Aim of the exercise:
Return, unaltered, each line of the rows below, starting at the line that contains "Please indicate the tree" and stopping after the last of the rows. Omit the pictures.

Task material:

*****

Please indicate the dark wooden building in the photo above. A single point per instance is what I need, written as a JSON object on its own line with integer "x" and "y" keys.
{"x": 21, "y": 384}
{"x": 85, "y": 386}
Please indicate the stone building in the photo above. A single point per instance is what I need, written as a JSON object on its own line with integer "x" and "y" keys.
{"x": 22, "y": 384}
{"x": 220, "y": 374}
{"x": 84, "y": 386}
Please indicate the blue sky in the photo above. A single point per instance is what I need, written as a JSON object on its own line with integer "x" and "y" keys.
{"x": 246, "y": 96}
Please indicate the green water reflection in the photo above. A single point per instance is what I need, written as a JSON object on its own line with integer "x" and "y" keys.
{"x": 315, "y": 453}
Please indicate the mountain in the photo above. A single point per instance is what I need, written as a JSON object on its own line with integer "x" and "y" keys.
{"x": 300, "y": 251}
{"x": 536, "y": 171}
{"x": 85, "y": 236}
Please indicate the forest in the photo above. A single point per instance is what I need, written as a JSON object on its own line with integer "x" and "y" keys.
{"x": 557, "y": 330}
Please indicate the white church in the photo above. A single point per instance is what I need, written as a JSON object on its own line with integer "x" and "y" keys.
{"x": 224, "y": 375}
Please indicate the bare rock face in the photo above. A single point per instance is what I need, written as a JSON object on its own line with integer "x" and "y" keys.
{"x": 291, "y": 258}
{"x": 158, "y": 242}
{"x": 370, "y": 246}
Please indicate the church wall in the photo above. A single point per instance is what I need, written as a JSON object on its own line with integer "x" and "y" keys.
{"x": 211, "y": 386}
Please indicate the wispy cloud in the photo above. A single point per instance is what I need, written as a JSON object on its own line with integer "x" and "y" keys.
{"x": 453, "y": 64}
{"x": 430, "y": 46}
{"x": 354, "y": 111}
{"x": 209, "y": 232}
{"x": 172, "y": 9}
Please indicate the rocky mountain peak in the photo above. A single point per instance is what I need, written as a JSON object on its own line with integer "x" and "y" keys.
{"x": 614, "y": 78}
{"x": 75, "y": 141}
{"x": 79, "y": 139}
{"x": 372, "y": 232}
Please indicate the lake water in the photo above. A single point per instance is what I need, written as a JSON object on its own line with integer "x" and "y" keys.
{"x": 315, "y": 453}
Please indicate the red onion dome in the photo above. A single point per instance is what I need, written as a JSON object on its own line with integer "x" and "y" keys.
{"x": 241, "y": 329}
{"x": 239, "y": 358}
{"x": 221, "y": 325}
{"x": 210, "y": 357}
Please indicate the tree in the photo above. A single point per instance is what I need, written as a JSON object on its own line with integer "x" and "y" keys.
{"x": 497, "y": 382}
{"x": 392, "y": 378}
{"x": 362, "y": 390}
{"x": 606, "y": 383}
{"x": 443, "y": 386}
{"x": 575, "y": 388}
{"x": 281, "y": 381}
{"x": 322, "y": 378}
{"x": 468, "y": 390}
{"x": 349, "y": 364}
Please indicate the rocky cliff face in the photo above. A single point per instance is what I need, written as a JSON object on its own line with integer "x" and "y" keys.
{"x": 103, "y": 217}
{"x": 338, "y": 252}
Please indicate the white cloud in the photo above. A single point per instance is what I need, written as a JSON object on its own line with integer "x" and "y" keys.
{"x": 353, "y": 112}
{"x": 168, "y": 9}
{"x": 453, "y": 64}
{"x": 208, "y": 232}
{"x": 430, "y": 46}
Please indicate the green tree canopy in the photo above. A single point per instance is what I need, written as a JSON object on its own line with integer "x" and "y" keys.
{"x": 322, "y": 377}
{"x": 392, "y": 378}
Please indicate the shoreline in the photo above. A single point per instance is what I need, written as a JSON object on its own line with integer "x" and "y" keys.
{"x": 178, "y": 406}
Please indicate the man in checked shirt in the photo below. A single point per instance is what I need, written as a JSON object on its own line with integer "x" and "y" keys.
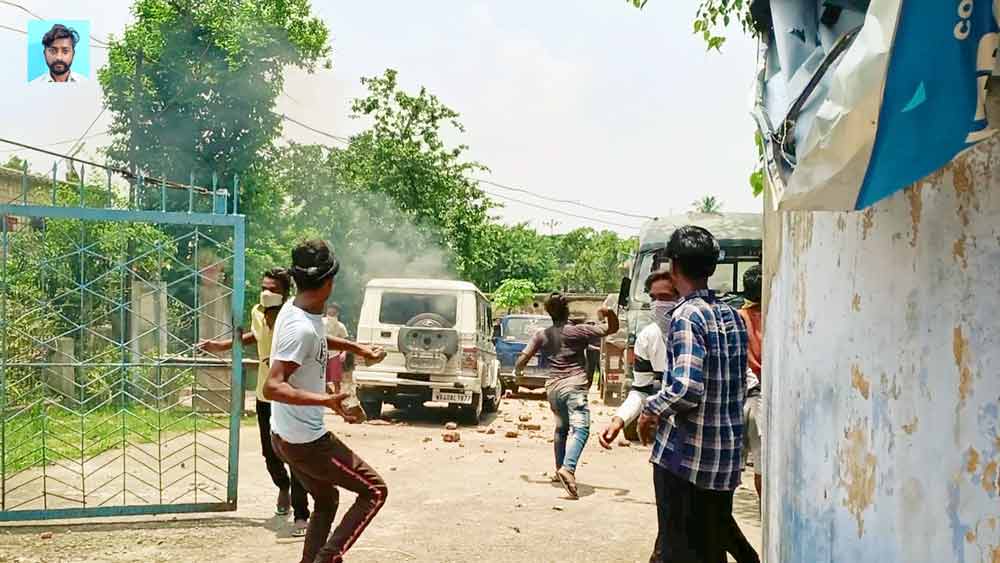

*****

Result of the task:
Please indicate the tree in the photo above. A single point per instance is what I need, written as a JSON object on its own line with integer "x" and "y" keys.
{"x": 497, "y": 382}
{"x": 392, "y": 378}
{"x": 362, "y": 390}
{"x": 606, "y": 383}
{"x": 443, "y": 386}
{"x": 575, "y": 388}
{"x": 281, "y": 381}
{"x": 322, "y": 378}
{"x": 468, "y": 390}
{"x": 349, "y": 364}
Please indicate the rocky cliff face in the photo above. A single point per instance is what I need, written as a JSON object on its own line with integer "x" and "y" keys.
{"x": 103, "y": 217}
{"x": 338, "y": 252}
Please indicate the white cloud in the photo above. A single point per instance is what I need, written as a JSON object on its own line with integer "x" and "y" keys.
{"x": 353, "y": 112}
{"x": 168, "y": 9}
{"x": 453, "y": 64}
{"x": 208, "y": 232}
{"x": 430, "y": 46}
Please indicate the green tree canopy in the photo above. A single point per instance is what I need, written as a JSON object on its own line with integer "x" and "y" keys.
{"x": 322, "y": 377}
{"x": 392, "y": 378}
Please indicate the shoreline in the photo above. A single point per instance is what I need, written as a JSON object on its own line with integer "x" and "y" keys.
{"x": 178, "y": 406}
Please indicate the man in checked shirt in the photo below. A single point per instance is what I need, written as a JSON object on its own line with integer "x" and "y" keys.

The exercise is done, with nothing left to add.